Extract the lines starting at the one containing "Each instance of the blonde" and ending at the one containing "List the outlines of the blonde woman.", and repeat them exactly.

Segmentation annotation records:
-------

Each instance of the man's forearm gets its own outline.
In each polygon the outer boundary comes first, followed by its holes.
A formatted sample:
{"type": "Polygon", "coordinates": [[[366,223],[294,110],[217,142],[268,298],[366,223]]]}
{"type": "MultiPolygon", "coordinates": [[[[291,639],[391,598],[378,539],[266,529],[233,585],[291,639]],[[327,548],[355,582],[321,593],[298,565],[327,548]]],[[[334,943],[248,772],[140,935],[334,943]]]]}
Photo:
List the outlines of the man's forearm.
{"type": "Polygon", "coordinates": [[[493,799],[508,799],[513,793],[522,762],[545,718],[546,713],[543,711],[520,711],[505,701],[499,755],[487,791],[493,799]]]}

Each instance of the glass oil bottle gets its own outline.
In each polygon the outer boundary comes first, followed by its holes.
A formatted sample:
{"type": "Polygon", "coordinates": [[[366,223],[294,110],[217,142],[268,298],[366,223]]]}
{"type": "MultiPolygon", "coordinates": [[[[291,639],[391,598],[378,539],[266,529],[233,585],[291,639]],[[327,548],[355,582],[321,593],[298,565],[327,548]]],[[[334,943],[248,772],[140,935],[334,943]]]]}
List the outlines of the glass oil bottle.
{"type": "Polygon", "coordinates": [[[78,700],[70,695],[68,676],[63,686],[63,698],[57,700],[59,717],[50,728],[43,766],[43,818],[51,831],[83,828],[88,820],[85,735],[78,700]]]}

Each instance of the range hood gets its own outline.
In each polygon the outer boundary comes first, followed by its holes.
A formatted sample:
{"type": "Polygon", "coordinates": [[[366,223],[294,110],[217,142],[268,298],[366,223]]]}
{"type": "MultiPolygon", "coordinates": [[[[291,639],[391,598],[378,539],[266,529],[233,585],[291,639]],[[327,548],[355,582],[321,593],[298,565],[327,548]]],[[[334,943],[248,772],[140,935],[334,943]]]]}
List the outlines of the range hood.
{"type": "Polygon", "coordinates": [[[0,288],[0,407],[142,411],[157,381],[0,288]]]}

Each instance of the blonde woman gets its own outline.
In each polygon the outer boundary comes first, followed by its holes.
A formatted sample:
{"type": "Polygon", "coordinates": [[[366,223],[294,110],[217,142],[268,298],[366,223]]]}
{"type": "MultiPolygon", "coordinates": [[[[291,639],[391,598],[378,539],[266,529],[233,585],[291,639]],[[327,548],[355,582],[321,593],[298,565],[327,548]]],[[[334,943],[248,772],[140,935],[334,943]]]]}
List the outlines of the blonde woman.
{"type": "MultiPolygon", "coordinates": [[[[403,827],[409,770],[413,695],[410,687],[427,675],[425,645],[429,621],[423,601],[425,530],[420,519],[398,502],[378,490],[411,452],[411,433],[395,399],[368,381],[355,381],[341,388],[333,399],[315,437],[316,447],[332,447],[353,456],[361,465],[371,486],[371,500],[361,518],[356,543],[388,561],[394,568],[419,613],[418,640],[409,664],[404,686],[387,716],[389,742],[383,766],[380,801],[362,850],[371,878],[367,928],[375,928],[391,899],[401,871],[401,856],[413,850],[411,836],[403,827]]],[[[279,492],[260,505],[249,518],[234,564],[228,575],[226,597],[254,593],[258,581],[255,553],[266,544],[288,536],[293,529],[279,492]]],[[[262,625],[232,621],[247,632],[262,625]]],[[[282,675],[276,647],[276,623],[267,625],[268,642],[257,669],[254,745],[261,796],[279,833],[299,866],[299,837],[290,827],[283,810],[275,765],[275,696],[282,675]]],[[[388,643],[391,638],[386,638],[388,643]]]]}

-------

:: Result ::
Each instance of the blonde woman gets its own outline.
In each polygon the outer boundary comes first, followed by its holes.
A formatted sample:
{"type": "Polygon", "coordinates": [[[366,223],[294,110],[217,142],[268,298],[366,223]]]}
{"type": "MultiPolygon", "coordinates": [[[[291,639],[391,598],[378,539],[266,529],[233,585],[291,639]],[[327,548],[355,582],[321,593],[298,565],[327,548]]],[[[334,943],[248,772],[140,935],[334,943]]]]}
List the outlines of the blonde woman.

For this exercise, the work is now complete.